> Job: Write out the material below word for word, starting at the line that contains "job: black shoe" and stopping after the last line of the material. Leave the pictures out of your copy.

^^^^^^^^

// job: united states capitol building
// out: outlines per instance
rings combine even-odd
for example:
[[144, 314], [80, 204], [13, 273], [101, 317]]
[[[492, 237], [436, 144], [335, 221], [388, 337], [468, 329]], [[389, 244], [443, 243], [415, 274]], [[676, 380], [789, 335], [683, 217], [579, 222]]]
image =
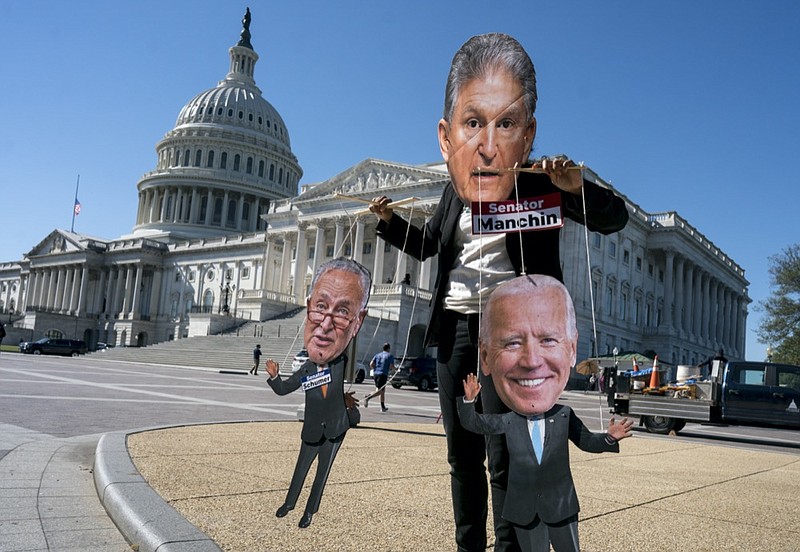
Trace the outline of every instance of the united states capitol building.
[[[248, 21], [224, 79], [190, 99], [156, 145], [155, 168], [136, 185], [130, 234], [54, 229], [22, 259], [0, 263], [9, 340], [66, 337], [92, 349], [219, 333], [303, 307], [316, 267], [344, 255], [373, 274], [358, 347], [388, 341], [409, 355], [432, 352], [422, 339], [436, 259], [418, 262], [378, 239], [377, 219], [357, 198], [417, 198], [403, 215], [422, 224], [448, 181], [446, 167], [365, 159], [300, 185], [289, 129], [256, 86], [258, 57]], [[591, 168], [585, 173], [609, 186]], [[671, 364], [695, 364], [720, 348], [744, 358], [744, 270], [677, 213], [644, 212], [615, 191], [630, 213], [623, 231], [588, 233], [588, 243], [581, 225], [567, 220], [562, 231], [578, 359], [614, 347], [654, 351]]]

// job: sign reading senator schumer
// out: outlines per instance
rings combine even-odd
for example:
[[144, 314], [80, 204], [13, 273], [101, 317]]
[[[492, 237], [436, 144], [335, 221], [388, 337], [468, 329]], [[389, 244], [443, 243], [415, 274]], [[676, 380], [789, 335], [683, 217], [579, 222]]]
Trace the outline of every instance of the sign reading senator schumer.
[[504, 232], [561, 228], [561, 194], [548, 194], [519, 200], [472, 202], [472, 233]]

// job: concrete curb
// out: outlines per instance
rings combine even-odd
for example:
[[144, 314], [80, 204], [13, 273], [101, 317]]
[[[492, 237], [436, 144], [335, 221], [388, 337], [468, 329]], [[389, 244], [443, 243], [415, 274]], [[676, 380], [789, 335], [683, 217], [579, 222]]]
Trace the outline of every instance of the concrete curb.
[[131, 433], [104, 434], [94, 460], [97, 496], [120, 532], [140, 552], [222, 552], [139, 474], [128, 453]]

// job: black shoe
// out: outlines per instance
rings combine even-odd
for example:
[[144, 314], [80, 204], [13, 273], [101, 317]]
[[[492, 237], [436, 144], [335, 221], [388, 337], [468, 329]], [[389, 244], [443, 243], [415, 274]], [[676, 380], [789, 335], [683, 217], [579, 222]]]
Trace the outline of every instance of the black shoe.
[[313, 516], [314, 516], [314, 514], [312, 514], [311, 512], [304, 512], [303, 513], [303, 517], [300, 518], [300, 523], [298, 523], [297, 526], [300, 529], [305, 529], [306, 527], [311, 525], [311, 518]]

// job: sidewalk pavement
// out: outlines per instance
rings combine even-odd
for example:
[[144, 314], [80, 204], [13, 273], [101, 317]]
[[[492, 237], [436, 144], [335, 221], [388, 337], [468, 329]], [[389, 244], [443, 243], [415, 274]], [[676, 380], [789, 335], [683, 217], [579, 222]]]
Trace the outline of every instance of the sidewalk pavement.
[[[297, 508], [275, 517], [300, 428], [243, 422], [106, 434], [95, 457], [98, 495], [140, 552], [454, 550], [440, 424], [362, 423], [349, 431], [308, 529], [297, 522], [315, 465]], [[800, 547], [797, 455], [638, 432], [621, 449], [571, 448], [582, 550]]]

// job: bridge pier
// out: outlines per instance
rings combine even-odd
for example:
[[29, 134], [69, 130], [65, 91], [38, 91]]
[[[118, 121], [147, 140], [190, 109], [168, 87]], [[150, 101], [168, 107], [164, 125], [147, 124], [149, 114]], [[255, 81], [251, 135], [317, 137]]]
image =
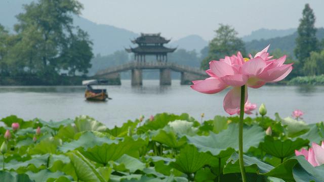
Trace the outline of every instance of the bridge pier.
[[132, 85], [142, 85], [142, 70], [136, 68], [132, 69]]
[[160, 85], [171, 84], [171, 70], [169, 68], [160, 69]]

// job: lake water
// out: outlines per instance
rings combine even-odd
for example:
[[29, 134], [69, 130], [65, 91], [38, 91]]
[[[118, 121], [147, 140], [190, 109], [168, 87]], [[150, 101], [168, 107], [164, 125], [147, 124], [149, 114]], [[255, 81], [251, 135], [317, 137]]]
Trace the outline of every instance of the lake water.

^^^^^^^^

> The completed task:
// job: black shoe
// out: outlines per instance
rings combine even-odd
for example:
[[144, 314], [80, 204], [13, 273], [101, 317]]
[[[492, 237], [436, 144], [335, 221], [388, 337], [468, 329]], [[389, 244], [443, 243], [415, 274]], [[676, 380], [789, 335], [683, 217], [579, 222]]]
Trace the outline of every instance of the black shoe.
[[313, 516], [314, 516], [314, 514], [312, 514], [311, 512], [304, 512], [303, 513], [303, 517], [300, 518], [300, 523], [298, 523], [297, 526], [300, 529], [305, 529], [306, 527], [311, 525], [311, 518]]

// job: sidewalk pavement
// out: outlines per instance
rings combine even-odd
for example:
[[144, 314], [80, 204], [13, 273], [101, 317]]
[[[492, 237], [436, 144], [335, 221], [388, 337], [468, 329]], [[389, 244], [443, 243], [415, 274]], [[676, 380], [789, 335], [683, 217], [579, 222]]]
Trace the outline of every instance of the sidewalk pavement.
[[[297, 508], [275, 517], [300, 428], [243, 422], [106, 434], [95, 457], [98, 495], [140, 552], [454, 550], [440, 424], [362, 423], [349, 431], [308, 529], [297, 522], [315, 465]], [[800, 547], [797, 455], [638, 432], [621, 449], [571, 448], [582, 550]]]

// job: bridge pier
// out: outlines per instance
rings combine even-odd
for example:
[[29, 134], [69, 130], [65, 91], [38, 91]]
[[[118, 121], [147, 140], [190, 109], [168, 87]], [[150, 101], [168, 107], [164, 125], [147, 124], [149, 114]], [[255, 81], [251, 135], [317, 137]]]
image =
Trace the outline of every instance of the bridge pier.
[[132, 85], [142, 85], [142, 70], [136, 68], [132, 69]]
[[160, 85], [171, 84], [171, 70], [169, 68], [160, 69]]

// job: lake water
// out: outlines per instance
rings combine even-odd
for example:
[[29, 134], [69, 130], [65, 91], [38, 91]]
[[[118, 121], [147, 140], [190, 109], [168, 87]], [[150, 101], [168, 107], [164, 125], [147, 124], [149, 114]], [[255, 81], [251, 135], [317, 137]]]
Trace the outline of every instance of the lake water.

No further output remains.